*** Block opens ***

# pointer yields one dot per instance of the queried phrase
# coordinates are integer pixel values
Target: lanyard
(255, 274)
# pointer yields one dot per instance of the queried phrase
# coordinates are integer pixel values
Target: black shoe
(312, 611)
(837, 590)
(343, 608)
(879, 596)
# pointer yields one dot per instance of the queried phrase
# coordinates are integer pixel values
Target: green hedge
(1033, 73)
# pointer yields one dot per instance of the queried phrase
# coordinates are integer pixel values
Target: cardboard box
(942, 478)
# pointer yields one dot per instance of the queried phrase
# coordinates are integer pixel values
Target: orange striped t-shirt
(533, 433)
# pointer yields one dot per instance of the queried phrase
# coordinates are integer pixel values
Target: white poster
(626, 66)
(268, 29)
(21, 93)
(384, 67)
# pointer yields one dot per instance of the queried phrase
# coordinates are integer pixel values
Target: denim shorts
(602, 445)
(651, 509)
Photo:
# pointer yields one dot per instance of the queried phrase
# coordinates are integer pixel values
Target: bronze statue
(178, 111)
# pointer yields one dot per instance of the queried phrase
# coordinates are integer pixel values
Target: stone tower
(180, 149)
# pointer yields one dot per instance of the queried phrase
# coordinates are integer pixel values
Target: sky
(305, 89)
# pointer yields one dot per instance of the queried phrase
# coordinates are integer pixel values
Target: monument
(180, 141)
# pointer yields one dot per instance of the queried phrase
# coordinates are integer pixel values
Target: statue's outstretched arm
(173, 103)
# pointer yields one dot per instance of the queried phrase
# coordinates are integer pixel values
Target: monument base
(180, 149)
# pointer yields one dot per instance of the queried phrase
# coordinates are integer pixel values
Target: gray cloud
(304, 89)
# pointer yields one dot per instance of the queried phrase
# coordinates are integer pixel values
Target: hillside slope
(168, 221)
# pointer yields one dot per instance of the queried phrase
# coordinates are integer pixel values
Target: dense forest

*** Block closes ***

Work task:
Keep every word the same. Retype all the material.

Expected answer:
# pointer yields one dot per instance of the queried phrase
# coordinates are integer pixel values
Target: lanyard
(255, 274)
# pointer yields one dot per instance of the queried phrase
# coordinates are integer pixel values
Target: black shoe
(312, 611)
(837, 590)
(343, 608)
(879, 596)
# pointer yields one dot per instance of the queried phrase
# coordinates are integer pixel values
Target: green hedge
(1033, 73)
# pointer yields one dot per instance of the queried phrase
# coordinates are integer pixel values
Target: cardboard box
(942, 478)
# pointer yields one dot per instance of the queried phrase
# coordinates are integer pixel values
Target: orange striped t-shirt
(533, 433)
# pointer yields one dot per instance of the queried phrase
# coordinates are integer pixel values
Target: white poster
(626, 66)
(268, 29)
(21, 93)
(384, 67)
# pointer yields one dot per instance of the queried phrase
# coordinates are integer pixel values
Target: denim shorts
(602, 445)
(651, 509)
Photo:
# pointer yields one dot per instance of the queried phrase
# coordinates are integer pixel values
Target: bronze statue
(178, 111)
# pointer yields one dot per instance of the queried phrase
# coordinates are integer pixel values
Target: stone tower
(180, 149)
# pointer yields one dot per instance of the queried phrase
# coordinates are integer pixel values
Target: sky
(305, 89)
# pointer yields one dot per instance of the queried phrase
# coordinates are integer pixel values
Target: monument
(180, 141)
# pointer yields one dot per instance of the queried phrase
# coordinates are integer pixel values
Target: statue's outstretched arm
(173, 103)
# pointer yields one dot per instance of the queried phrase
# coordinates are integer pixel values
Target: monument base
(180, 149)
# pointer yields one dot per instance of the queried phrase
# coordinates are integer pixel values
Target: gray cloud
(304, 89)
# pointer yields one dot per instance of the queried phrase
# coordinates are integer pixel values
Target: hillside slope
(168, 221)
# pointer yields one dot per instance of the queried phrase
# coordinates are integer pixel values
Target: dense forest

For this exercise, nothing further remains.